→ TEXTE SOURCE
Les parties ont été régulièrement averties du jour de l'audience.

Ont été entendus au cours de l'audience publique :

- le rapport de M. Huchot, rapporteur ;

- les conclusions de M. Lauranson, rapporteur public ;

- les observations de Me Salesse, représentant la société Eiffage Construction Languedoc-Roussillon ;

- et les observations de Me Grail, représentant le département des Pyrénées-Orientales.

Considérant ce qui suit :

1. Le département des Pyrénées-Orientales a entrepris la construction et la réhabilitation d'un collège à Millas et a confié la maitrise d'ouvrage déléguée à la SAEM Roussillon Aménagement, devenue SPLA Pyrénées-Orientales Aménagement. La maitrise d'œuvre était quant à elle confiée à un groupement composé d'architectes et de divers bureaux d'études. Le marché était réparti en 24 lots et la société Eiffage Construction Languedoc-Roussillon (ECLR) a été désignée attributaire du lot n°2 " gros œuvre - charpente " par un acte d'engagement du 4 avril 2014 pour un montant de 3 690 000 euros HT en ce qui concerne la tranche ferme, modifié le 11 juin 2014 pour un montant forfaitaire de la tranche ferme à 3 500 509,42 euros HT et une tranche conditionnelle n°4 d'un montant de 189 490,58 euros HT. Le démarrage des travaux a eu lieu le 11 juin 2014 et le délai d'exécution était de 18 mois. Les travaux ont été réceptionnés le 18 novembre 2015. En cours de travaux, la société ECLR a saisi le tribunal d'un référé expertise, laquelle a été ordonnée le 24 septembre 2015. Par un courrier du 31 mai 2016, la société ECLR a sollicité l'arrêt de l'expertise. M. A a rendu son rapport d'expertise en l'état le 24 juin 2016. La société ECLR a transmis son décompte final d'un montant de 4 854 085,93 euros HT, soit 5 824 903,12 euros TTC. Le maitre d'ouvrage a transmis le projet de décompte général le 30 novembre 2016 d'un montant de 3 477 393,76 euros TTC. Par un mémoire en réclamation du 16 janvier 2017, la société ECLR a contesté ce décompte. Par une décision du 28 février 2017, cette réclamation a été rejetée. Par sa requête, la société ECLR demande l'indemnisation des préjudices qu'elle estime avoir subi en raison de retenues et de pénalités indues, de l'allongement du chantier, et au titre de travaux supplémentaires qu'elle estime avoir réalisés.

→ DONNÉES EXTRAITES
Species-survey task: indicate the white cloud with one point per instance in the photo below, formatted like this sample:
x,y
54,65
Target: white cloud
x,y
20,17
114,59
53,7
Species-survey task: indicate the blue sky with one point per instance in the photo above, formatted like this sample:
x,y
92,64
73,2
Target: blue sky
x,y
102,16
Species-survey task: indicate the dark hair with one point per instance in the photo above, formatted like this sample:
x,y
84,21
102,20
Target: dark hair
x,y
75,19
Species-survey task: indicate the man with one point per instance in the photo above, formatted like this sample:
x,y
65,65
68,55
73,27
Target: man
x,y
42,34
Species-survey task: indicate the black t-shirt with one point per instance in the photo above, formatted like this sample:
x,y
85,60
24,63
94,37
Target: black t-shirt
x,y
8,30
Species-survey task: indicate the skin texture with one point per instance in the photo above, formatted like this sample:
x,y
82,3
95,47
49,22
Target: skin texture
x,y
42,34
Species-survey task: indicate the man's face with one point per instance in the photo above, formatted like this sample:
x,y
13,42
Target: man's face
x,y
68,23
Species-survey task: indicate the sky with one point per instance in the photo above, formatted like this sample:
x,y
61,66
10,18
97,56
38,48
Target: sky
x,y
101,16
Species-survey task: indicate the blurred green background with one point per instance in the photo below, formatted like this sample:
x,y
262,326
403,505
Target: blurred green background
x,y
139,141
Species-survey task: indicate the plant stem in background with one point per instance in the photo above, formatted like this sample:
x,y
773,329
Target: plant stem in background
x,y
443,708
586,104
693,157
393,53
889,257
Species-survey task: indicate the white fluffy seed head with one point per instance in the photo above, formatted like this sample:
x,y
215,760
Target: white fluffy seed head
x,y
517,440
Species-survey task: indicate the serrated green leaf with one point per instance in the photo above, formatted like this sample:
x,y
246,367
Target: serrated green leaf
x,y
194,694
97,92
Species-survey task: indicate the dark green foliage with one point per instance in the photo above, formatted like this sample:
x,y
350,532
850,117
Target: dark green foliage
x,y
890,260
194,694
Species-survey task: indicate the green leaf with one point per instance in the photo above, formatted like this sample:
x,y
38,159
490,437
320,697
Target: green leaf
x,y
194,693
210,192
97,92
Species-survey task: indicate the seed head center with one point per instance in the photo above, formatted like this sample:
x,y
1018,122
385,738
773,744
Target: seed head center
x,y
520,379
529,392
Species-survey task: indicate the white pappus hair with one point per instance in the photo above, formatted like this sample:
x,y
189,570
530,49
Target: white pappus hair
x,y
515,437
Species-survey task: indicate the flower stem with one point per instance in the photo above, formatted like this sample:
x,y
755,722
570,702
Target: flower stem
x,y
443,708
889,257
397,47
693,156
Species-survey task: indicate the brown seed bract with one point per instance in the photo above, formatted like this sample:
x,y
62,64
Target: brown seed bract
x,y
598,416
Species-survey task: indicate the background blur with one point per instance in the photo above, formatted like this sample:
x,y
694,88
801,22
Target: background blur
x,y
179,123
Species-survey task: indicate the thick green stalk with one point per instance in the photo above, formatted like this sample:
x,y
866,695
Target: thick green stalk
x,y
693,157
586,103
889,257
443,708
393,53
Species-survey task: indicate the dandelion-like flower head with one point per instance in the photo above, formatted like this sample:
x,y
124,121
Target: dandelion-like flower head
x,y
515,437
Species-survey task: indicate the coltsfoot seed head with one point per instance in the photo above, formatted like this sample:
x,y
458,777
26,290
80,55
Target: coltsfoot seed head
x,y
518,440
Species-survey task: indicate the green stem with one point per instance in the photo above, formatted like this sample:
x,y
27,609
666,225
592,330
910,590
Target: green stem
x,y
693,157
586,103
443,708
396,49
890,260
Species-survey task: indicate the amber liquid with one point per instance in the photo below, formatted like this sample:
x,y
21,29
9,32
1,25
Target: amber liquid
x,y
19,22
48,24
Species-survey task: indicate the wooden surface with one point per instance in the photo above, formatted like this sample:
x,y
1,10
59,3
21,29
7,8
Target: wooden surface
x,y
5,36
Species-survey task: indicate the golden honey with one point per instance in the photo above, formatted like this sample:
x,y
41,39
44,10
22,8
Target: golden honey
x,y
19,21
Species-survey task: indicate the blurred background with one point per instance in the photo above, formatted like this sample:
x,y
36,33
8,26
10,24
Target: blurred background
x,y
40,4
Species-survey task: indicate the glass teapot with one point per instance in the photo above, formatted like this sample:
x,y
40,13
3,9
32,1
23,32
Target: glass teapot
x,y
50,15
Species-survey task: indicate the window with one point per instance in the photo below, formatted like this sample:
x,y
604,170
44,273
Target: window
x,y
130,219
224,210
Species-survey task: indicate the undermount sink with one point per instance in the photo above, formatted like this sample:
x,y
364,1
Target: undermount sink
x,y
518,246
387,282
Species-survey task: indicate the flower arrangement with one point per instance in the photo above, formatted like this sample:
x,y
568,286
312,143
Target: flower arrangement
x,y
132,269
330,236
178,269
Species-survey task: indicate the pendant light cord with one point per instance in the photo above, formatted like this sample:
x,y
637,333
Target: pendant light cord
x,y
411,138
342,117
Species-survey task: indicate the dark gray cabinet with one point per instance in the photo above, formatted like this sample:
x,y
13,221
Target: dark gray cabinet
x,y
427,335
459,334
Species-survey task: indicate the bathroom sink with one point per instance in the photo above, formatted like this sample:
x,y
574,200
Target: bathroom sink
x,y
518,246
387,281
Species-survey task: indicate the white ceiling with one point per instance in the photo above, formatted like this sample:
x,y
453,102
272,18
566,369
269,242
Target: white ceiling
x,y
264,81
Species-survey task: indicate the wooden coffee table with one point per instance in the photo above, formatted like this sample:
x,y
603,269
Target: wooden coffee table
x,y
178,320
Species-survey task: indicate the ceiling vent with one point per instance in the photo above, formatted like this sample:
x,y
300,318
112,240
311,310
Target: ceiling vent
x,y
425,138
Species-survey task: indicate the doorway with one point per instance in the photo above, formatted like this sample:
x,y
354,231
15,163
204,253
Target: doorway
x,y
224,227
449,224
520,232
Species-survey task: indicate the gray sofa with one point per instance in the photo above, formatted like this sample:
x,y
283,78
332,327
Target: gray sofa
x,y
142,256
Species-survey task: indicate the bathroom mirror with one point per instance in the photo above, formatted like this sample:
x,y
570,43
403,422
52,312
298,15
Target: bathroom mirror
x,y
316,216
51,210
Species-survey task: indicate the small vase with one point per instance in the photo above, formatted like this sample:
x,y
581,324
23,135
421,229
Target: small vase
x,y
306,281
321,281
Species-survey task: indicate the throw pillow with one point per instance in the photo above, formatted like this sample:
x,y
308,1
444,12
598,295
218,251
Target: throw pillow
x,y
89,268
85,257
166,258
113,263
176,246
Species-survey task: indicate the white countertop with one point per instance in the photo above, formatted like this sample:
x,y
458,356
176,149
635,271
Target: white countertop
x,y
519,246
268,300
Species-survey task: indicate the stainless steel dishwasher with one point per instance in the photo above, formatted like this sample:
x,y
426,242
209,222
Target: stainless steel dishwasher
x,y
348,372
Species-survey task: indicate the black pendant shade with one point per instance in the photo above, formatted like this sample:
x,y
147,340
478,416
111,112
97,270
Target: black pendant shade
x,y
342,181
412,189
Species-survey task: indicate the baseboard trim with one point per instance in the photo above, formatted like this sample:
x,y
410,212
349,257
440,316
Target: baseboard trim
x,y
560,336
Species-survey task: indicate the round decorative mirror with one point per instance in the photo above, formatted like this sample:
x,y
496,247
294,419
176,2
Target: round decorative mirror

→ TRAVAIL DEMANDÉ
1. Recopiez mot pour mot le passage du texte source qui commence par les mots contenant « - le rapport » et se termine par « département des Pyrénées-Orientales. ».
2. D'après le texte source, à quelle date les travaux ont-ils été réceptionnés ?

→ RÉPONSES DÉTAILLÉES
1.
- le rapport de M. Huchot, rapporteur ;

- les conclusions de M. Lauranson, rapporteur public ;

- les observations de Me Salesse, représentant la société Eiffage Construction Languedoc-Roussillon ;

- et les observations de Me Grail, représentant le département des Pyrénées-Orientales.

2. Le 18 novembre 2015.